Could you convert the entries below, from the line with "Target = woman's bare leg" through the line with "[(588, 573)]" (both included), into a JSON list of strings with one string per line? Skip blank lines and leave the pictures out.

#### DATA:
· · ·

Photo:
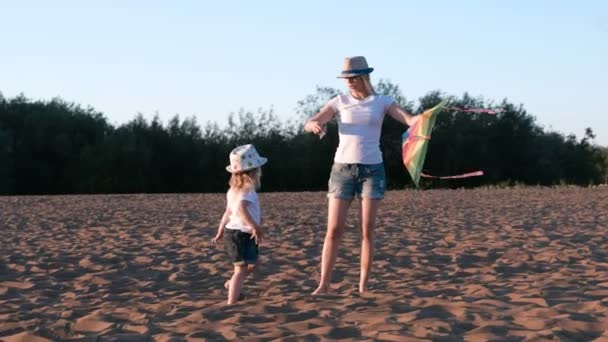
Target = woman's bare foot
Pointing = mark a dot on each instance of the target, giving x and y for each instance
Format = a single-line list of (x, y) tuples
[(321, 290)]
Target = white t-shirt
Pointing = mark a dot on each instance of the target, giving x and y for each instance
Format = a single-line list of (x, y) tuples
[(359, 127), (252, 205)]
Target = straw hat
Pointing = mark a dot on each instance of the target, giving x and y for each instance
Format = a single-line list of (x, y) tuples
[(245, 158), (355, 66)]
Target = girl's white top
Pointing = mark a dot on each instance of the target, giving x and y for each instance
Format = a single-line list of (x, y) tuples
[(359, 126), (252, 205)]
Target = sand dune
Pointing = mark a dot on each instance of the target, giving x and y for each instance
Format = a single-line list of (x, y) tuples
[(525, 264)]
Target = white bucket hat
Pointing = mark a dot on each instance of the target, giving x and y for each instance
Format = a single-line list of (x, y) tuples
[(245, 158)]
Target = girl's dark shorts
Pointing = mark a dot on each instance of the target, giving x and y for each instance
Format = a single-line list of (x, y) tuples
[(240, 247)]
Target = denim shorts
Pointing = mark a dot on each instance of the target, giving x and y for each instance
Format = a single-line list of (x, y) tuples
[(363, 180), (240, 247)]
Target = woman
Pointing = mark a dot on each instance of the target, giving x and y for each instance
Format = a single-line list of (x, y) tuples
[(358, 168)]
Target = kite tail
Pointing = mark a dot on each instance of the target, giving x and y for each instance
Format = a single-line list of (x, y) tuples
[(476, 110), (464, 175)]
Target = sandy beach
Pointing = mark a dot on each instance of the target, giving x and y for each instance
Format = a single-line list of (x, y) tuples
[(522, 264)]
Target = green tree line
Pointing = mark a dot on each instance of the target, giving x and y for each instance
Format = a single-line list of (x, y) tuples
[(56, 147)]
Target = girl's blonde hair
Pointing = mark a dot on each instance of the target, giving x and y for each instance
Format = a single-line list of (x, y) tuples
[(368, 84), (247, 180)]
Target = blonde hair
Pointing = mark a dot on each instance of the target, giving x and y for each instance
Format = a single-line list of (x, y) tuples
[(246, 180), (368, 84)]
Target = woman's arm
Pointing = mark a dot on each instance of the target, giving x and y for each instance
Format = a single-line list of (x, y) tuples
[(399, 114), (316, 124)]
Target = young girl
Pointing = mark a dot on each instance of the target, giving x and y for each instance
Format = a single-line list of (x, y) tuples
[(240, 224)]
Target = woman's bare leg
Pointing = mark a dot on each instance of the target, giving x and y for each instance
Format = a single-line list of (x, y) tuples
[(336, 218), (236, 283), (369, 209)]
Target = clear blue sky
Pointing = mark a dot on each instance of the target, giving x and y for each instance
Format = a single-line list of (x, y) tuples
[(207, 59)]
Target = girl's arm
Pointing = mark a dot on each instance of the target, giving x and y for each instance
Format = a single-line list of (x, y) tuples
[(223, 222), (399, 114), (317, 122), (248, 220)]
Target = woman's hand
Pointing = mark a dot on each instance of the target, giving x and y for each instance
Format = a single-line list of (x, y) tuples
[(217, 237), (314, 127), (257, 235)]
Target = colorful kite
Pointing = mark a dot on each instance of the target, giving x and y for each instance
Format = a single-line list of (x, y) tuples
[(415, 141)]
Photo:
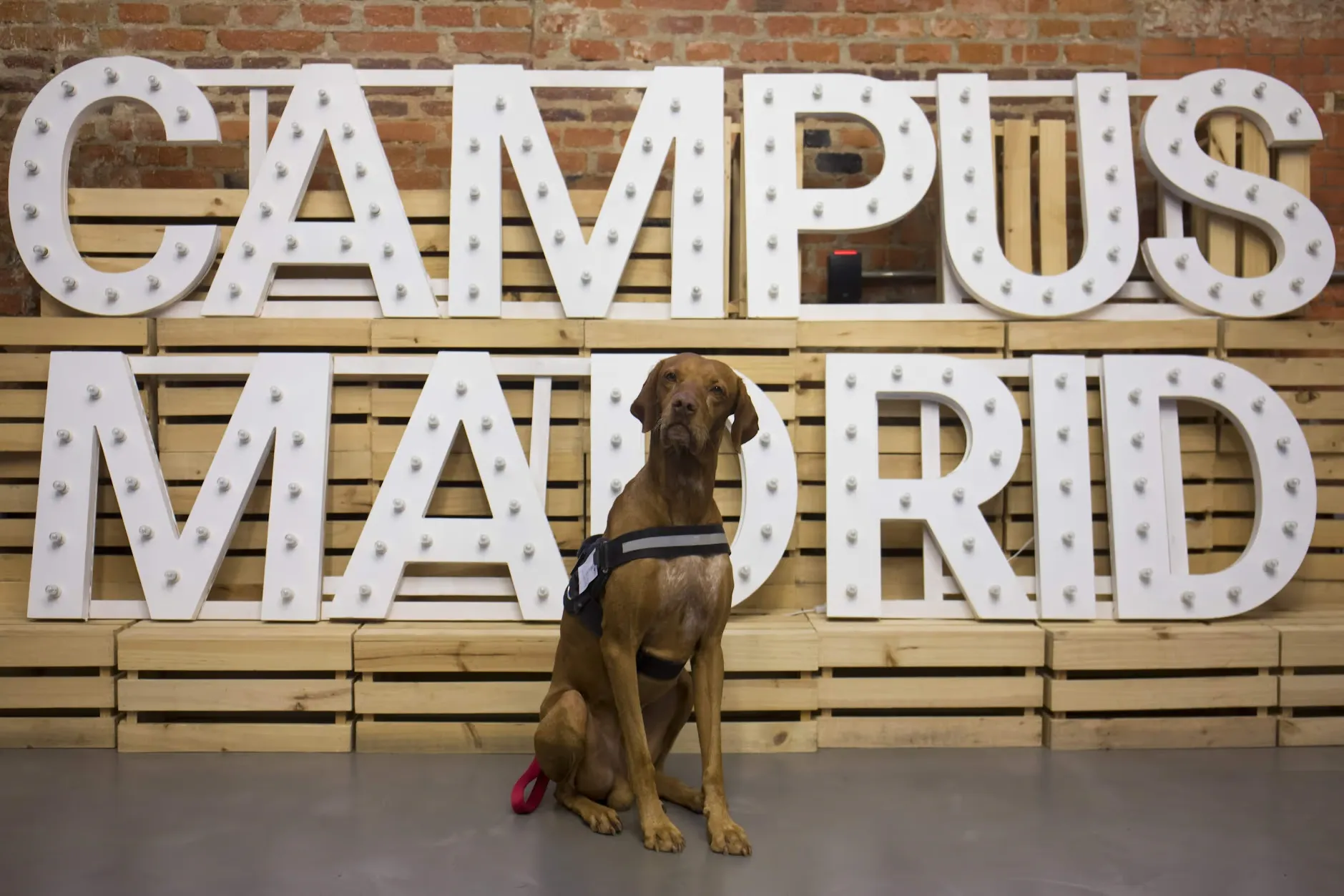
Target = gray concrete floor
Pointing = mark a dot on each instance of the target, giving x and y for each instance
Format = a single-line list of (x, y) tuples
[(994, 822)]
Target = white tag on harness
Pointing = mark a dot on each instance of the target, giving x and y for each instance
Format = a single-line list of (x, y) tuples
[(588, 573)]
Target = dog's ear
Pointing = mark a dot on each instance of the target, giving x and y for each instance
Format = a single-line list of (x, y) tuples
[(645, 408), (745, 423)]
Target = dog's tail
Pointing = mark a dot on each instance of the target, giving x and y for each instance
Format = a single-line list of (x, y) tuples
[(523, 802)]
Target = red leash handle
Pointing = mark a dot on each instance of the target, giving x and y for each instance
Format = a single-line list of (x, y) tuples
[(523, 802)]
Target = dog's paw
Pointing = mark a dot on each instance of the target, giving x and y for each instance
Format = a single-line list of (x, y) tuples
[(663, 836), (726, 836), (604, 819)]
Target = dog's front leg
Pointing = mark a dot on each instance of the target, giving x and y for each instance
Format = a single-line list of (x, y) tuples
[(726, 836), (659, 830)]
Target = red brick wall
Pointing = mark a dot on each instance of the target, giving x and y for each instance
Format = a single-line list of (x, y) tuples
[(885, 38)]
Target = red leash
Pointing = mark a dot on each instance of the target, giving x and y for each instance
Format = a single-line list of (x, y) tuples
[(523, 802)]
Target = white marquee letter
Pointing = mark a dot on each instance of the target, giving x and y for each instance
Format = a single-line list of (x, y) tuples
[(93, 395), (461, 390), (778, 210), (680, 105), (769, 466), (39, 172), (1142, 506), (327, 104), (1303, 241), (1066, 585), (858, 500), (971, 222)]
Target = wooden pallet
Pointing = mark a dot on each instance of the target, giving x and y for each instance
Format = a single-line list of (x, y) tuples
[(1160, 686), (24, 356), (235, 686), (58, 684), (916, 683), (476, 686), (1310, 691)]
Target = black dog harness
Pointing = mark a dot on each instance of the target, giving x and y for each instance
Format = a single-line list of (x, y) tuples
[(599, 556)]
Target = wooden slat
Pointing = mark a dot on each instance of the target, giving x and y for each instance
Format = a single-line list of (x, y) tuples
[(1129, 695), (234, 738), (234, 695), (58, 644), (1179, 645), (1051, 192), (1222, 230), (1160, 734), (237, 646), (918, 642), (943, 692), (1016, 197), (1255, 249), (976, 731)]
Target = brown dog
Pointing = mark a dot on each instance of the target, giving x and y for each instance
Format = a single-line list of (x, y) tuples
[(672, 609)]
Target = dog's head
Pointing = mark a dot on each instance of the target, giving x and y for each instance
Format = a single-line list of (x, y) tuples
[(688, 399)]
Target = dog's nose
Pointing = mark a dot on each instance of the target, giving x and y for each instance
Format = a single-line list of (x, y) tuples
[(683, 403)]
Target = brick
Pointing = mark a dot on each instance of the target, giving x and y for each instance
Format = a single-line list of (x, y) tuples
[(649, 50), (1218, 46), (417, 132), (788, 6), (788, 26), (1113, 30), (1168, 47), (1276, 46), (182, 39), (764, 51), (1094, 7), (925, 53), (203, 14), (1330, 46), (624, 24), (843, 26), (268, 39), (128, 12), (492, 42), (682, 4), (1099, 55), (266, 14), (448, 16), (588, 136), (594, 50), (707, 51), (388, 41), (1036, 53), (815, 51), (1056, 27), (980, 54), (873, 53), (1007, 29), (388, 16), (953, 29), (160, 156), (331, 14), (232, 157), (732, 24), (680, 24), (76, 12), (1171, 66), (899, 27)]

· · ·

#### THE REPLY:
[
  "Target = woman's bare leg",
  "Pointing = mark a dot on each instance of the target, giving x and y for each instance",
  "Format = a single-line list of (x, y) tuples",
  "[(336, 218), (236, 283), (369, 209)]",
  "Target = clear blue sky",
  "Pointing = mark a dot on each instance of the target, giving x and y for each instance",
  "Format = a single-line list of (x, y) tuples",
  "[(207, 59)]",
  "Target = girl's arm",
  "Pointing = mark a dot on each instance of the target, giving x and y for each instance",
  "Format = a single-line list of (x, y) tuples",
  "[(223, 222), (399, 114), (317, 122), (248, 220)]",
  "Target = woman's hand",
  "Pointing = mark a dot on each instance of the target, giving x and y for each instance",
  "Format = a single-line list of (x, y) tuples",
  "[(217, 237), (314, 127), (257, 235)]",
  "Target = colorful kite",
  "Pointing = mark a dot on each instance of the target, giving x and y for each instance",
  "Format = a single-line list of (x, y) tuples",
  "[(415, 141)]",
  "Photo:",
  "Target = gray concrete floor",
  "Pointing = mark a dot on each instance of the target, giving x and y for each instance",
  "Format = a single-line list of (x, y) tuples",
  "[(994, 822)]",
  "Target = white tag on harness",
  "Pointing = mark a dot on each instance of the target, giving x and y for each instance",
  "Format = a single-line list of (x, y) tuples",
  "[(588, 573)]"
]